→ **Source passage**
Research output per year
Research output per year
Accepting PhD Students
Dr Richard Jones is a Senior Lecturer in Criminology at the School of Law, University of Edinburgh, UK. He studied at Queen Mary, University of London (BA), the University of Edinburgh (MSc), and the University of Cambridge (PhD). At Cambridge he studied at the Institute of Criminology and Trinity Hall.
He has previously served as a member of the Editorial Board of the British Journal of Criminology and a member of the International Advisory Board of the European Journal of Criminology. He has been an External Examiner for DPhil and MPhil degrees at the University of Oxford, a guest seminar leader on the MPhil criminology degree at the University of Cambridge, and External Examiner for the MSc in Security and Risk Management degree at the University of Leicester. From 2016-19 he was Director of Postgraduate Taught Studies at Edinburgh Law School. In 2009-2010 he was an Academic Visitor at the Centre for Criminology, University of Oxford. Before joining the University of Edinburgh, Richard Jones was a Research Associate at the Institute of Criminology, University of Cambridge.
Overview:
Dr Richard Jones specialises in studying the implications of new technologies in crime, crime prevention, policing and criminal justice.
He has undertaken research in the fields of cyber security, cybercrime, surveillance, security, resilience, and penal populism.

→ **Data segment**
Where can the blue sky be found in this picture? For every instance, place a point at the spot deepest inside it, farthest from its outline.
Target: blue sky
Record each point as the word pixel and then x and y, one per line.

→ **Challenge**
Reproduce the faculty profile of Dr Richard Jones word for word, everything from "He has previously" down to "University of Cambridge.".

→ **Output for this exercise**
He has previously served as a member of the Editorial Board of the British Journal of Criminology and a member of the International Advisory Board of the European Journal of Criminology. He has been an External Examiner for DPhil and MPhil degrees at the University of Oxford, a guest seminar leader on the MPhil criminology degree at the University of Cambridge, and External Examiner for the MSc in Security and Risk Management degree at the University of Leicester. From 2016-19 he was Director of Postgraduate Taught Studies at Edinburgh Law School. In 2009-2010 he was an Academic Visitor at the Centre for Criminology, University of Oxford. Before joining the University of Edinburgh, Richard Jones was a Research Associate at the Institute of Criminology, University of Cambridge.